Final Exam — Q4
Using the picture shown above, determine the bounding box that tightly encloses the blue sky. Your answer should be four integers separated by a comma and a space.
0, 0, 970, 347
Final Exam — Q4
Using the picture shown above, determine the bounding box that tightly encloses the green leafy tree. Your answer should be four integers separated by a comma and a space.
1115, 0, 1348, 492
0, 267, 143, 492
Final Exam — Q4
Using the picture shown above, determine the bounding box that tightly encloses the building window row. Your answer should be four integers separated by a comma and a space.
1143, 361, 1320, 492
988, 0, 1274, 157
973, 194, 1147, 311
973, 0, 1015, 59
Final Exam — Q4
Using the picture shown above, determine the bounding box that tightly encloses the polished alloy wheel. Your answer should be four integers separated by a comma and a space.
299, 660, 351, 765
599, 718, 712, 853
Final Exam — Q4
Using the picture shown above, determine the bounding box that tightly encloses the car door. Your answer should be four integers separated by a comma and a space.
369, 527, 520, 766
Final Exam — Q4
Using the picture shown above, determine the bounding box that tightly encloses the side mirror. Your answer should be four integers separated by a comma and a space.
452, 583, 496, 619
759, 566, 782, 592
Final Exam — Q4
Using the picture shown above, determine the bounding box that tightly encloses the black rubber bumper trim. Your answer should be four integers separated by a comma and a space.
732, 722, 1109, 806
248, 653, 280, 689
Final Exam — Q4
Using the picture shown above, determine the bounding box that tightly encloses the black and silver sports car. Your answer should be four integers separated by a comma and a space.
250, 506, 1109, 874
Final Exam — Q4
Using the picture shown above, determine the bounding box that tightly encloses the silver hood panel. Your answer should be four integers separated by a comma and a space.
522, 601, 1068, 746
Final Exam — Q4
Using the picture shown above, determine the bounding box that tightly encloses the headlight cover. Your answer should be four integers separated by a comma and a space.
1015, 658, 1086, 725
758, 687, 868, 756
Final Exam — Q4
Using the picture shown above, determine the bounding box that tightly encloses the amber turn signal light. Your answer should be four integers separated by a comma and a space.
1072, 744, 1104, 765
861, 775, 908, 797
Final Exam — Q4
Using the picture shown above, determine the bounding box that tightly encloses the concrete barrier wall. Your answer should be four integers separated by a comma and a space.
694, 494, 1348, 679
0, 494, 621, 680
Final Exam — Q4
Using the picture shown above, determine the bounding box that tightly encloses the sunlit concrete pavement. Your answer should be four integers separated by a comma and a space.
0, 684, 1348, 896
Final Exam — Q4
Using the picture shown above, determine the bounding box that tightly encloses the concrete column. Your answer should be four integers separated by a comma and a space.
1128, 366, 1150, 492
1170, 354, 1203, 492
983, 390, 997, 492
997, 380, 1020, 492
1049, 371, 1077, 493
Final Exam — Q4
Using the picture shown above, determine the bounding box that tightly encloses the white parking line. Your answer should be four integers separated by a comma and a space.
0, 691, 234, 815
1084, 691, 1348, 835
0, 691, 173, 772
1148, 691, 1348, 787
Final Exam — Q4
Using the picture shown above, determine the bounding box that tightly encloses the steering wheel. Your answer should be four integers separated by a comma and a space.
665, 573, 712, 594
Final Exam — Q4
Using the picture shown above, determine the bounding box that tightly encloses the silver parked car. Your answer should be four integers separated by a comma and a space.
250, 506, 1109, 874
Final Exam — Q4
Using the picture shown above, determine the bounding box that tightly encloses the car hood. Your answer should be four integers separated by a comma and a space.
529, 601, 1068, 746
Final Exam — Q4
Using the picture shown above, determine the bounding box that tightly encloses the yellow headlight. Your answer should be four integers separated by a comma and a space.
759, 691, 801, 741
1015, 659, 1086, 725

...

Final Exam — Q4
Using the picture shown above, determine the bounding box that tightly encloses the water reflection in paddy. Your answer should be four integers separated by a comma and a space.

==

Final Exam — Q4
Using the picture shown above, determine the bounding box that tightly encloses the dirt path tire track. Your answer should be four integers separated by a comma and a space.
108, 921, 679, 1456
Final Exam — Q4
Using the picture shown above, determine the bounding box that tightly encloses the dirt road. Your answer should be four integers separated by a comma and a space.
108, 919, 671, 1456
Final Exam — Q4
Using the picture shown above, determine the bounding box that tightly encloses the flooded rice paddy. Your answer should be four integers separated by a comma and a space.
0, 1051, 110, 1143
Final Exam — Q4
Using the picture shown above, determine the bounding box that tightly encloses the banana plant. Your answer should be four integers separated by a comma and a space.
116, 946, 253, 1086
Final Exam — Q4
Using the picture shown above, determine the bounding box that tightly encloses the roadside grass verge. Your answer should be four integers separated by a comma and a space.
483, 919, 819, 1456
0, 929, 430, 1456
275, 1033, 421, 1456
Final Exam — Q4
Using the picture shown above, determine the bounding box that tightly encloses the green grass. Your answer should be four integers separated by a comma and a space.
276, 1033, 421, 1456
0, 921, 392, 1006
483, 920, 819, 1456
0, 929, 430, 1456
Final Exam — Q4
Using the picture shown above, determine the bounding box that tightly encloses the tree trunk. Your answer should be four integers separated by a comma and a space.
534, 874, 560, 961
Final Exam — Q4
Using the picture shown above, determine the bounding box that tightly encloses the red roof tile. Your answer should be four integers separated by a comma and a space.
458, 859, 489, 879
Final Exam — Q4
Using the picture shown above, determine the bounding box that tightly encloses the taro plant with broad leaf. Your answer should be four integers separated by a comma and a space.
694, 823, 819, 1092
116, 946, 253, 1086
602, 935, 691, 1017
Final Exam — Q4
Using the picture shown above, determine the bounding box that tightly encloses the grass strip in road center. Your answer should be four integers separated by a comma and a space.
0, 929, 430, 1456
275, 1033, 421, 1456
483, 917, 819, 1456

• _PROBLEM REQUIREMENTS_: Report every line of the records that contains the word "black", copying each such line in full. Case counts.

• _ANSWER IN FULL_:
Using the picture shown above, determine the bounding box that tightly encloses the black rubber bumper trim. Your answer should be four integers separated by a comma and a space.
Using the picture shown above, determine the bounding box that tightly encloses the black and silver sports car. Your answer should be four integers separated by a comma and a space.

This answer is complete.